Funny to see Ubuntu offering "upgraded services" in the same vein.


Hilarious that this happens. Oftentimes when you do something in a traditional IT environment it takes ages to install software (ie, configuring a Windows server with AD and all the related stuff), requires multiple reboots after setting hostname etc. It truly takes ages, lots of progress bars and waiting and making coffee. Meanwhile in an OSS/Linux environment a lot of things are truly trivial and instantaneous to a point where sometimes you gotta ask yourself "was that it?"

Perception of value is an interesting thing.


This is mostly caused by the Windows-induced impression of what "installing" software means.

Most normal users would not describe unpacking a Zip into a directory as "installing" - yet that's exactly what it is everywhere except Windows. Sometimes the unpacking isn't even necessary...


Windows packages usually also require strange and disparate updates to the registry database.

--

Stated task A
How would you render this sentence from the comments on software installation in Spanish: "Perception of value is an interesting thing."?

--

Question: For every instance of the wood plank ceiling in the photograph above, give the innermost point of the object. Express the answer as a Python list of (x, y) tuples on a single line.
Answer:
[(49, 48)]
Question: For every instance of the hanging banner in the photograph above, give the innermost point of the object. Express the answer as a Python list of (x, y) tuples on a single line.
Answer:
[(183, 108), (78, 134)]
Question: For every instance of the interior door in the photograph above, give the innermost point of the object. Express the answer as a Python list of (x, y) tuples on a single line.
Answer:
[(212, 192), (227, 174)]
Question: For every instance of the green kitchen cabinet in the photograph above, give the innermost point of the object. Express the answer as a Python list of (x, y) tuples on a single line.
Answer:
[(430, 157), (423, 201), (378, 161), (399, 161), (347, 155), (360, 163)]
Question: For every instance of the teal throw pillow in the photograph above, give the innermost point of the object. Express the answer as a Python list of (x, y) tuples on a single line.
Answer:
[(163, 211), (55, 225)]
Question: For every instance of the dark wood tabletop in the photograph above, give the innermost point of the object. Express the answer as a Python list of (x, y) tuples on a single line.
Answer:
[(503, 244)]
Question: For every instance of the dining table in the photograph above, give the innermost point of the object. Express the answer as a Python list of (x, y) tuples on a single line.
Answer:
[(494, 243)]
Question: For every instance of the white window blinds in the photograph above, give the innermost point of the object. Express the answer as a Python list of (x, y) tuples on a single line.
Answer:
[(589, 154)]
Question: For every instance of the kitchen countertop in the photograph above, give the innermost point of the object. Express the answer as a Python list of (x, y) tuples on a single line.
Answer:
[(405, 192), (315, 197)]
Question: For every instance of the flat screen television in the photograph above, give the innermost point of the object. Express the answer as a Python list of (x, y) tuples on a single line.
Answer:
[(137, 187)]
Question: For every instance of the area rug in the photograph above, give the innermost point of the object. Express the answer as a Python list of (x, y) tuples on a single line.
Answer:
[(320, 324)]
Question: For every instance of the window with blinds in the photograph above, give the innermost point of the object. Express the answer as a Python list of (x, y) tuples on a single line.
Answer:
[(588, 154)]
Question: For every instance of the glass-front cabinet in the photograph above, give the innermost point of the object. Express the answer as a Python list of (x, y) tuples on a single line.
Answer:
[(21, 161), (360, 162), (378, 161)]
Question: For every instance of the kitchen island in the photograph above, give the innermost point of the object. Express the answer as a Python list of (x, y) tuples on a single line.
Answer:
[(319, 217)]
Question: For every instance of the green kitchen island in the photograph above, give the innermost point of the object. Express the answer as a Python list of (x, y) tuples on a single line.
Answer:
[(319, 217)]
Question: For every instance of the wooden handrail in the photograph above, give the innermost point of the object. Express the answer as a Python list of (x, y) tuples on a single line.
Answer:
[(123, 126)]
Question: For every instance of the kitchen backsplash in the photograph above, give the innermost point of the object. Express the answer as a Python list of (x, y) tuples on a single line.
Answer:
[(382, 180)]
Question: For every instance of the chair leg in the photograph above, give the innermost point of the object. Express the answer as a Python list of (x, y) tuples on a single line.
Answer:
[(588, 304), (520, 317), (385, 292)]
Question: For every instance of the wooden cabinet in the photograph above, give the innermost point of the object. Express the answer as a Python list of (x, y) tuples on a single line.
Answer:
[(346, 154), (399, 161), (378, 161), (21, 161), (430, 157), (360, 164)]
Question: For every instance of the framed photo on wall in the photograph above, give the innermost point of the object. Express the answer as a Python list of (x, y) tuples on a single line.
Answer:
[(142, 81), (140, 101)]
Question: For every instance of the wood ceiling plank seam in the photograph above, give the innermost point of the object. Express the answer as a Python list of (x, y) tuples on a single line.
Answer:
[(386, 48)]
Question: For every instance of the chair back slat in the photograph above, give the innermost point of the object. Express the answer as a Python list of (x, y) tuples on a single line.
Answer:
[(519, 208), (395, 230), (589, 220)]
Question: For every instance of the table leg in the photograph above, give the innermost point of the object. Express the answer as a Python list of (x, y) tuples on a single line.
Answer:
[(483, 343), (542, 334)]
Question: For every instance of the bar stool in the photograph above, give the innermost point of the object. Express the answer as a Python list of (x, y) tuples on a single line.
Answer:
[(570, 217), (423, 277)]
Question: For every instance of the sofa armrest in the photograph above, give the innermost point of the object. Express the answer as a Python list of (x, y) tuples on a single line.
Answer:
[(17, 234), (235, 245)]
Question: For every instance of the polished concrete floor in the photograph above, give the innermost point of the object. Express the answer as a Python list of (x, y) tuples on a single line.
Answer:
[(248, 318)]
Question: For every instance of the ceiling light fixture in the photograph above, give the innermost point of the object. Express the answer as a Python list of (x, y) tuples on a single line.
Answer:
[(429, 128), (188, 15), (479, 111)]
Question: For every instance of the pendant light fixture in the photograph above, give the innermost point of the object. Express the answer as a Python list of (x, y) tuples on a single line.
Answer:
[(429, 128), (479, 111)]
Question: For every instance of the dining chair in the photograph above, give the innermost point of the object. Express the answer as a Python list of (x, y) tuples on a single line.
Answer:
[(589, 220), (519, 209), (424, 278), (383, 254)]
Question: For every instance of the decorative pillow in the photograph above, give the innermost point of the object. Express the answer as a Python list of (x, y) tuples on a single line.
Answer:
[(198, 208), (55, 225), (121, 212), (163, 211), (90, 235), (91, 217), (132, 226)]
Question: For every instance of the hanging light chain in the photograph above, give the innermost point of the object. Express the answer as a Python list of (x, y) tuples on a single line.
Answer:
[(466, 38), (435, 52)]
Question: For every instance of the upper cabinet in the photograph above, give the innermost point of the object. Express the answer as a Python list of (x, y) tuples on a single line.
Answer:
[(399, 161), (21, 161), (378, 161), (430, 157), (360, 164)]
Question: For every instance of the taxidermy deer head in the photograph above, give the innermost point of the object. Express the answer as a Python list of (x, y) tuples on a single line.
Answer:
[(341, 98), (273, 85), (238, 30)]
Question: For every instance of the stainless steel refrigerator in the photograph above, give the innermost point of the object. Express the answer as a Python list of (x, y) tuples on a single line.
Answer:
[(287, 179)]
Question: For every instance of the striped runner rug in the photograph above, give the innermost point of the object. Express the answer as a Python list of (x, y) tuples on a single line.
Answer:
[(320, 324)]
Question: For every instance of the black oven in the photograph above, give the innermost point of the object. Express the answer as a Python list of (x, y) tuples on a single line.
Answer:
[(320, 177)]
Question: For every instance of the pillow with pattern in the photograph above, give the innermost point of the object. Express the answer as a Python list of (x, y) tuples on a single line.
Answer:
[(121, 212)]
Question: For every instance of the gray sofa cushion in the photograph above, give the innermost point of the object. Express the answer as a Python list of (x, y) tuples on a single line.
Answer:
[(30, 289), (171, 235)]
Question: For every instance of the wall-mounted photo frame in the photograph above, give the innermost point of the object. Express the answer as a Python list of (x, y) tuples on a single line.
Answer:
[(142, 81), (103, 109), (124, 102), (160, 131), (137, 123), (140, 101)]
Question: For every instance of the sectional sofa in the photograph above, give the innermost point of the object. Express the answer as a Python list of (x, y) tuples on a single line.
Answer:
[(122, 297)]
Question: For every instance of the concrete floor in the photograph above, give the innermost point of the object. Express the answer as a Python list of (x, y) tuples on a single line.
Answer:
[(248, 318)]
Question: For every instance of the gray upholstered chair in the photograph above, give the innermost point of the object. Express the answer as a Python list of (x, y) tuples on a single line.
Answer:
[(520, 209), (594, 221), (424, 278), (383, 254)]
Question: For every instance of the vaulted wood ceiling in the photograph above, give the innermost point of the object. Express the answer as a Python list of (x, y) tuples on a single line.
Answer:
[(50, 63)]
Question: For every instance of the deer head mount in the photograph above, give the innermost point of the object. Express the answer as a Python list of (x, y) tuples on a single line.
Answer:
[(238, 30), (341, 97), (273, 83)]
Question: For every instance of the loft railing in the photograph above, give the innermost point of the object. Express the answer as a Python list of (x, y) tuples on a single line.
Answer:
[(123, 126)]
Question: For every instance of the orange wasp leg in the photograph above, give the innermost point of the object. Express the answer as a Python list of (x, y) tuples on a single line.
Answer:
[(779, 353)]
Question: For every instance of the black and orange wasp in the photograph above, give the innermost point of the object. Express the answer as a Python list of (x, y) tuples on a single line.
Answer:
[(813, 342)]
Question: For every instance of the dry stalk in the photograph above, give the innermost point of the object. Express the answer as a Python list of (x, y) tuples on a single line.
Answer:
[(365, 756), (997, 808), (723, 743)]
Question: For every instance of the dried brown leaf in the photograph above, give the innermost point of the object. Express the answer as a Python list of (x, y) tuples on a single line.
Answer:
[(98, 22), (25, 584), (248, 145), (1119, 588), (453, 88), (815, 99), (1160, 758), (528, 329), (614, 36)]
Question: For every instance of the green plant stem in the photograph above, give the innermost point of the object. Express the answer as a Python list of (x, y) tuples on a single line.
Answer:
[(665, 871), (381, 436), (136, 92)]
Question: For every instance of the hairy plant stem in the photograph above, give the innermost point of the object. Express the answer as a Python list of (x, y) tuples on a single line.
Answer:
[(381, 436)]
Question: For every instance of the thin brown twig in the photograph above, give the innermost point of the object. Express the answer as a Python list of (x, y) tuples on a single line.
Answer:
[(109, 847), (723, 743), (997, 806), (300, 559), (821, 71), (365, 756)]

--

Stated task B
From the records, pull out verbatim the part that opens with the line containing "Question: For every instance of the pendant" and closes with the line containing "217), (132, 226)]", including both of those lines.

Task result A
La percepción del valor es algo interesante.

Task result B
Question: For every instance of the pendant light fixture in the photograph above, give the innermost point of the object. Express the answer as a Python list of (x, y) tuples on a single line.
Answer:
[(429, 128), (479, 111)]
Question: For every instance of the dining chair in the photograph above, give the innermost point of the object. Express the answer as a Python list of (x, y) tuples on a single line.
Answer:
[(589, 220), (519, 209), (424, 278), (383, 254)]
Question: For every instance of the decorative pillow in the photograph above, give the innermost point of the object. Express the answer as a Python list of (x, y) tuples on a single line.
Answer:
[(198, 208), (55, 225), (121, 212), (163, 211), (90, 235), (91, 217), (132, 226)]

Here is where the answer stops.